Exercise directions: Write out each line beneath this one exactly as it reads.

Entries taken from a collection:
----
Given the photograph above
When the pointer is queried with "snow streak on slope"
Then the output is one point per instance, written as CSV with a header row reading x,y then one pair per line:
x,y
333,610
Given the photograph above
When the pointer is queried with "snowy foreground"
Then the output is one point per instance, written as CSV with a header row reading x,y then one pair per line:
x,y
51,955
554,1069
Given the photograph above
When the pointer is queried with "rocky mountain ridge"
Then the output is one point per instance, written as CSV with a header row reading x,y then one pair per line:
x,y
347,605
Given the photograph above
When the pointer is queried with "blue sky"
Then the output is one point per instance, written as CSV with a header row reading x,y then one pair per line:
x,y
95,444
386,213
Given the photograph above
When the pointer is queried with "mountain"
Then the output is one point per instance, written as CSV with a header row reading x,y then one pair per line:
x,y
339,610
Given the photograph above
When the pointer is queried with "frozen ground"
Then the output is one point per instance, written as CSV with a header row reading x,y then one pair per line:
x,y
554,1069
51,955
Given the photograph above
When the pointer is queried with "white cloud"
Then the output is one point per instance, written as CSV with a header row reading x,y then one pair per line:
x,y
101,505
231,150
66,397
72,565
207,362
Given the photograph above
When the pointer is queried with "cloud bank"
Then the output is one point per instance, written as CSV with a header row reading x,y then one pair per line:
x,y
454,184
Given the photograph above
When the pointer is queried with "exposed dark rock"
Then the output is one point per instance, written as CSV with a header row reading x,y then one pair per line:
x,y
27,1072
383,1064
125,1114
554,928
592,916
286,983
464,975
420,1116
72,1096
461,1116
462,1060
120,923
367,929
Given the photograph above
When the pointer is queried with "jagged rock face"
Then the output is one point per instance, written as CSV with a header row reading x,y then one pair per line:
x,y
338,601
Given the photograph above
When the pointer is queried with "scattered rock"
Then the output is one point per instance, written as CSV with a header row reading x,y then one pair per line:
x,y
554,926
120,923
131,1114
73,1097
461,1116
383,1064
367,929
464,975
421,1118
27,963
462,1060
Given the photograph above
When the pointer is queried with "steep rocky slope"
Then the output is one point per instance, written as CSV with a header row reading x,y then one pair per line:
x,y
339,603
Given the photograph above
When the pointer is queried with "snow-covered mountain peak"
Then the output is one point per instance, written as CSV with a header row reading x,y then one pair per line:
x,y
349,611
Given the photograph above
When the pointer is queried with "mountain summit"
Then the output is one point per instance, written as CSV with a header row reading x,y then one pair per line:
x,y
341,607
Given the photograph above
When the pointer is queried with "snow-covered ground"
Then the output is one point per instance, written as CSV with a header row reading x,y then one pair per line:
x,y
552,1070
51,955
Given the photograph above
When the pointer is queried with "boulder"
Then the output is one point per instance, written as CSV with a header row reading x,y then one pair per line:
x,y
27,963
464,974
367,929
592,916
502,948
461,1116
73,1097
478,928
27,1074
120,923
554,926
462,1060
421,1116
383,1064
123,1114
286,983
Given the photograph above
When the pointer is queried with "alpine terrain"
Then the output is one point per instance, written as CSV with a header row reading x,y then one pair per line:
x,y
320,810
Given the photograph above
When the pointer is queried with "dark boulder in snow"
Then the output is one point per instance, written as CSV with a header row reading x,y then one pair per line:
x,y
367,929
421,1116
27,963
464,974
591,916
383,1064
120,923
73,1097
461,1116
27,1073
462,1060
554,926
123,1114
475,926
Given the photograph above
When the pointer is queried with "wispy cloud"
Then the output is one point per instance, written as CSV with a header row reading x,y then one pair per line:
----
Complete output:
Given the photograph above
When the pointer is queried with "snow streak on slope"
Then the output is one point per instance, written as CSV with a header row reading x,y then one pair per line:
x,y
333,610
Given the photograph above
When the pointer is queried with "snowy foreground"
Then the output is one point per instance, written as CSV with a header row reading x,y then one pair per line:
x,y
51,955
554,1069
Given the photograph above
When the pointer is queried with "rocky mountain ridge"
Then the output is one point per instance, written as CSV with a header row reading x,y then one pair per line:
x,y
347,605
Given the photograph above
When the pointer is queried with "blue sky"
Then the output is one point per instance, written as CSV with a header row reading x,y then one pair per line:
x,y
95,444
386,213
Given the photograph above
When the pointer is queried with "mountain"
Then the output is one point per instance, written as CSV with a header row reading x,y then one pair per line:
x,y
339,610
Given the photograph above
When the pointer is queried with "frozen ground"
Then the output is one point per instance, written as CSV with a header row reading x,y then one pair per line:
x,y
554,1069
51,955
Given the photograph above
When the pointer is queried with "white cloud"
Then the output is one point per instance, written as CSV with a header row reading x,y then one pair per line:
x,y
101,505
231,150
66,397
72,565
207,362
Given the photograph above
When the pointer is queried with "cloud bank"
Then the output is one point per instance, written as CSV with a header row reading x,y then one pair per line:
x,y
454,184
Given the photograph above
When the pointer is queried with "exposed dark rock"
Then the output is one point per instance, written as CSV with a header row reading x,y then one pair per line:
x,y
27,1072
383,1064
125,1114
554,928
592,916
286,983
464,975
420,1116
72,1096
461,1116
462,1060
120,923
367,929
Given the photograph above
When the pointer is queried with "jagged rock face"
Then the output is one point per instance, written as CSV with a header row reading x,y then one pair per line:
x,y
338,601
Given the photograph above
When the pointer is queried with "scattered rock"
Then the output is one point per instance, written as CSV with a header row reading x,y then one pair per line:
x,y
554,926
120,923
131,1114
73,1097
461,1116
383,1064
367,929
464,975
421,1118
27,963
462,1060
Given the photograph above
When the pointer is queried with "steep rocky slope"
Then the output is one point per instance, written as CSV with a header row reading x,y then one pair per line:
x,y
339,603
Given the photograph above
When the pointer is queried with "snow-covered mountain peak"
Then the output is one point per instance, written as CSV with a header row reading x,y then one pair per line:
x,y
349,611
Given the photograph above
When the pointer is queried with "mountain summit"
Then the output is one point per instance, written as CSV with a header row reading x,y then one pair per line:
x,y
341,607
Given the photograph above
When the pointer is queried with "snow-covered ground"
Then the output is one point per instance, written as CSV with a header row reading x,y then one pair per line:
x,y
552,1070
51,955
Given the photograph above
When the pointer is queried with "boulder"
Then the output is one point per instance, written as CSV with a header row reading x,y then one pair per line:
x,y
27,963
464,974
367,929
592,916
502,948
461,1116
73,1097
478,928
27,1074
120,923
554,926
462,1060
421,1116
383,1064
123,1114
286,983
Given the photograph above
When the pointer is queried with "alpine terrain"
Then the output is one point per instance, written as CSV with a header row reading x,y then one pair per line:
x,y
320,810
Given the photograph above
When the pointer is queried with "dark boulder in snow"
Then the output is one point per instance, written as CSV with a header row reading x,y then one pair per line:
x,y
367,929
421,1116
27,963
464,974
591,916
383,1064
120,923
73,1097
461,1116
27,1073
462,1060
554,926
123,1114
475,926
Given the photograph above
When the pointer is queried with "wispy cloud"
Then the output is one point per instance, written as CSV with a header row reading x,y then one pair per line:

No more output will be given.